> Exercise details
Find every line in the material that contains the string "JSON" and copy each one.

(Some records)
++++++++++++++++++++

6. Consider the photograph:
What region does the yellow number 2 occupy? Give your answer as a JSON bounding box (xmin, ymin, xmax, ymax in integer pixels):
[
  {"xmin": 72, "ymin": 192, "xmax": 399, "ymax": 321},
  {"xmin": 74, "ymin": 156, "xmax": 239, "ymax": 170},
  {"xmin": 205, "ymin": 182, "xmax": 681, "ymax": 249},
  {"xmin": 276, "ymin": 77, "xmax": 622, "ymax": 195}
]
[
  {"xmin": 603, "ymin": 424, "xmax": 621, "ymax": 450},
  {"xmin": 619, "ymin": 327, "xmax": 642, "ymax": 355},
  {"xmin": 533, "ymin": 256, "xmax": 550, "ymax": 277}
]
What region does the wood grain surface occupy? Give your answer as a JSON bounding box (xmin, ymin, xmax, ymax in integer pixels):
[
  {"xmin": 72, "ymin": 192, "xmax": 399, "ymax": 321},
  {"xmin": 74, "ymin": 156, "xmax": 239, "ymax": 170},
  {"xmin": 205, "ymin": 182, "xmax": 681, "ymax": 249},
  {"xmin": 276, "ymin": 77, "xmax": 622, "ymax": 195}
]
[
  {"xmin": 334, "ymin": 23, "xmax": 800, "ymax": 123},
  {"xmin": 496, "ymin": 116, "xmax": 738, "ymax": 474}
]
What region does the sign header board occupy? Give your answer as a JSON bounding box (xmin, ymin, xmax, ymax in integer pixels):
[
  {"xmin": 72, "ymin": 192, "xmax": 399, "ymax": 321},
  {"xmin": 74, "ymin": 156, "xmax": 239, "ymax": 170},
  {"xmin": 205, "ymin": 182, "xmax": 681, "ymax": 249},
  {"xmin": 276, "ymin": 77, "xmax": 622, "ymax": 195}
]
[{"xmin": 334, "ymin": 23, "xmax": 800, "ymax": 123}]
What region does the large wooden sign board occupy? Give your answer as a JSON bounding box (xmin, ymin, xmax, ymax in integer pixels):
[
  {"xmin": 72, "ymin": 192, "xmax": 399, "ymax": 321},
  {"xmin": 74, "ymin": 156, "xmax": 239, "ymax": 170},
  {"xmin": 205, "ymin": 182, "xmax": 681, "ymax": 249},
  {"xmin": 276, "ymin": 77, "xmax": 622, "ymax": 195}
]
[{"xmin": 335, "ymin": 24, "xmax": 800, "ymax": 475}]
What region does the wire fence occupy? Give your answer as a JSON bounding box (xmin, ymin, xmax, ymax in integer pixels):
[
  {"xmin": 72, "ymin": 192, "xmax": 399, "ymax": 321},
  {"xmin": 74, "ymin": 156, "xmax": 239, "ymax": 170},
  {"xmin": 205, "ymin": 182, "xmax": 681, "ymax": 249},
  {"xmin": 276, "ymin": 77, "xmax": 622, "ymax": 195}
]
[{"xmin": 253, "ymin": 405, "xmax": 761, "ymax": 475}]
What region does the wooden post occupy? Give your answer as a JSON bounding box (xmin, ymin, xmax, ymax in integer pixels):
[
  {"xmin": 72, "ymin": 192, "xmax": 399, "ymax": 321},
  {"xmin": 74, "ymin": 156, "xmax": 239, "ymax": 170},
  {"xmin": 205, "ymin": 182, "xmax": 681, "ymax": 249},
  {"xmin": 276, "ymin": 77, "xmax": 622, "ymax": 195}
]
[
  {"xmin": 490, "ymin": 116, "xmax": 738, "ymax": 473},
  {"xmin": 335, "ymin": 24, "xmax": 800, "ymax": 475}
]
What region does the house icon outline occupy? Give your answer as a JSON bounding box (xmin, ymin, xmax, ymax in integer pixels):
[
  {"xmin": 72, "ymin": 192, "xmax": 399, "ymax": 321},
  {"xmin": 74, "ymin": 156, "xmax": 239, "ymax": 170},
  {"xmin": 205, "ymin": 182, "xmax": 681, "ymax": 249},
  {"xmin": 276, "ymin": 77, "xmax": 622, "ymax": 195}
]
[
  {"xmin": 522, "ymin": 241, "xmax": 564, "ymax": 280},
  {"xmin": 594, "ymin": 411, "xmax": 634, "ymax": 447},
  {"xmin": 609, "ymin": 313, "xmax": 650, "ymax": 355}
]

++++++++++++++++++++

> Complete output
What region does the yellow number 2 occupy? Give your answer as a JSON bounding box (xmin, ymin, xmax, ymax in integer pixels):
What region does the wood grain surface occupy? Give your answer as a JSON bounding box (xmin, ymin, xmax, ymax in integer pixels):
What region does the sign header board occupy? Give your answer as a JSON bounding box (xmin, ymin, xmax, ymax in integer pixels):
What region does the large wooden sign board occupy? Give your answer as a JSON bounding box (xmin, ymin, xmax, ymax in integer pixels):
What region does the wire fence occupy? Give your answer as a JSON bounding box (xmin, ymin, xmax, ymax in integer pixels):
What region does the wooden post occupy? Give your answer as a JSON bounding box (xmin, ymin, xmax, ymax in integer pixels):
What region does the house icon outline occupy? Give your answer as a JSON bounding box (xmin, ymin, xmax, ymax in integer pixels):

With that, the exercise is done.